[DATA FOR THE TASK start]

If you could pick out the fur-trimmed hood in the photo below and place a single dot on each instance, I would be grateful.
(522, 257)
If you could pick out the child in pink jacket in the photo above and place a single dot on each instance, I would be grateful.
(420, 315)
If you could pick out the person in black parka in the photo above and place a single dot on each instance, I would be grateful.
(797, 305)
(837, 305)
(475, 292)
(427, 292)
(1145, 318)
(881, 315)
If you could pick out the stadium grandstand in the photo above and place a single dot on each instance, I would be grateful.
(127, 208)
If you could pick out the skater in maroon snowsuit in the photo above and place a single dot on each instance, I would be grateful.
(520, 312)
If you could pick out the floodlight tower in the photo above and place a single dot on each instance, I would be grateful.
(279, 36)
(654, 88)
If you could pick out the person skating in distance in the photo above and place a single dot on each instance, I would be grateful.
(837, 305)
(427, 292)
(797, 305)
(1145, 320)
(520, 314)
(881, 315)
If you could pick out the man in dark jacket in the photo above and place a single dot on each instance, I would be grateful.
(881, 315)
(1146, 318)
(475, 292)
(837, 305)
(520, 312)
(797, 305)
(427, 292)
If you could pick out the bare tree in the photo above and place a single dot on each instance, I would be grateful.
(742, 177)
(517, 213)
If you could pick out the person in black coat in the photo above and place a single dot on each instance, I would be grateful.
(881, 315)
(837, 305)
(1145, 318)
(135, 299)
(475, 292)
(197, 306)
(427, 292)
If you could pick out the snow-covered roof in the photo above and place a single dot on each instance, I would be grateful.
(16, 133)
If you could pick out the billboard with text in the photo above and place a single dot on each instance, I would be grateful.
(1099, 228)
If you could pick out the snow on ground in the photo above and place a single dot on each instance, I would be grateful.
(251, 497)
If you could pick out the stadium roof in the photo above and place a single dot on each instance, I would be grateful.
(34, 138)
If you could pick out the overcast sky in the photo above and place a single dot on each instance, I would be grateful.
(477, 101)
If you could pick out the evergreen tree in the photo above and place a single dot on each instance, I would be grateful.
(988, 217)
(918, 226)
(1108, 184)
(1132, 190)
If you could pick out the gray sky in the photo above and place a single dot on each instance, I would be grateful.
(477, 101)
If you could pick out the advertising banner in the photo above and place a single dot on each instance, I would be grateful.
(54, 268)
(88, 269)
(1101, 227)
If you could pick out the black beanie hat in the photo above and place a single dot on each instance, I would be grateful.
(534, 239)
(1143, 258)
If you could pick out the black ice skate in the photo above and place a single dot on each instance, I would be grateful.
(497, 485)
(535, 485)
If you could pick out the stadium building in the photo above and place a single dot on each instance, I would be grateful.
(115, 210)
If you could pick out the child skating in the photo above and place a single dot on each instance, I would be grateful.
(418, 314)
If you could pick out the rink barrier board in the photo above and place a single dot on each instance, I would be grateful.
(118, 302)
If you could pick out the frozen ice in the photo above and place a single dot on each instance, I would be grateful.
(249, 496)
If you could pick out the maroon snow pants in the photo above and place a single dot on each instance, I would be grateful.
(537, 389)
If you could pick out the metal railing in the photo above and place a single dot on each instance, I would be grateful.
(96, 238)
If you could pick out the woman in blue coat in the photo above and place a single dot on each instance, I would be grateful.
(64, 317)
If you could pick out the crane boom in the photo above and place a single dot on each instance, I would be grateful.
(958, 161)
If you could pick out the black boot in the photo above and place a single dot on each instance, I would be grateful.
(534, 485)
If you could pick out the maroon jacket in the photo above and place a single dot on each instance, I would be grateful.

[DATA FOR THE TASK end]

[WHAT YOU HAVE TO DO] Rewrite all of the records above, swapping "single dot" for "small marker" and leaving everything else untouched.

[SOLUTION BELOW]
If you could pick out the fur-trimmed hood in the photo below and place a small marker on each instance, I would be grateful.
(522, 257)
If you could pick out the child in pink jacket in the photo above and place a small marker on each instance, I would be grateful.
(420, 315)
If you could pick out the person in black parka in the photo above and place a small marker on each instance, I would be grateful.
(797, 305)
(837, 305)
(475, 292)
(427, 292)
(1145, 318)
(881, 315)
If you could pick out the stadium grandstand in the photo above and place a small marker on each instance, I would be grateful.
(127, 208)
If you could pick out the skater in maroon snowsuit in the photo above and place a small marker on each instance, I would be grateful.
(520, 312)
If you could pick out the floodlight tower in the photo above and place a small marker on each instance, I would be grateful.
(279, 36)
(654, 88)
If you could pick out the person skating in distance in the photo above and place a small marker on each instance, I would be grateful.
(837, 305)
(427, 292)
(797, 305)
(1145, 320)
(520, 314)
(881, 315)
If you could pick out the man in dark jacket in the photo above and place a small marker on each instance, I would be grateful.
(881, 315)
(1146, 318)
(475, 292)
(837, 305)
(520, 312)
(797, 305)
(427, 292)
If you could pick out the bare tree in the photo above and place a small marker on each instance, I would be grateful.
(742, 177)
(517, 213)
If you could pick out the person in black coat in the photo above and place a small marker on each instance, I would be grateful.
(881, 315)
(837, 305)
(1145, 318)
(135, 299)
(475, 292)
(197, 306)
(427, 292)
If you could pick out the snow-covered roof in the photo above and place a small marker on each instance, I would be grateful.
(16, 133)
If you could pick out the billboard with text in the photo above and place a small marker on each instance, I would be grateful.
(1099, 228)
If you could pick out the snow on ground in the photo above and place a small marker on each instance, I would be grateful.
(251, 497)
If you could pick out the stadium roof in the photo above and place a small marker on each instance, I would be grateful.
(34, 138)
If you could pick out the overcast sky in the photo above and place a small marker on each instance, I would be grateful.
(477, 101)
If you could pick out the evergreen tree in the photo above and place a small marker on each instance, I would be grateful.
(988, 217)
(918, 226)
(1108, 184)
(1132, 190)
If you could pick out the gray sky in the photo above and place a small marker on each instance, I would be grateful.
(477, 101)
If you could pick out the advertising banner in the photo above and place a small marker on each instance, I would be grateful.
(54, 268)
(88, 269)
(1101, 227)
If you could pick out the black beanie hat in the photo above and place a small marker on each instance, I would be grateful.
(534, 239)
(1143, 258)
If you could pick out the black ice skate in the photo above and place a small marker on each instance, I would be grateful.
(497, 485)
(535, 485)
If you could pick out the stadium building in the photo above and place a small marker on each instance, I would be grateful.
(115, 210)
If you could pick out the child skating in the photo above and place a small marker on each instance, I would be grateful.
(418, 314)
If you could pick out the rink barrier board in the photo above and place a small marker on each instance, I would be grateful.
(118, 302)
If you could pick out the frozen ice in the photo above and place a small marker on each instance, I would be grateful.
(249, 496)
If you could pick out the maroon snow pants in the photo above and place a small marker on each instance, I would be grateful.
(537, 389)
If you could pick out the metal railing in the photo above and place a small marker on each instance, I would be grateful.
(96, 238)
If you could pick out the woman in blue coat in the photo above and place a small marker on each instance, I would be grateful.
(64, 317)
If you could pick out the crane boom in the photo above and place a small marker on each instance, I would be grateful.
(958, 161)
If you could pick out the black boot in the photo above and place a small marker on each instance, I would be grateful.
(534, 485)
If you could pick out the maroon jacket in the photo above and place a small marker on each instance, I would be grateful.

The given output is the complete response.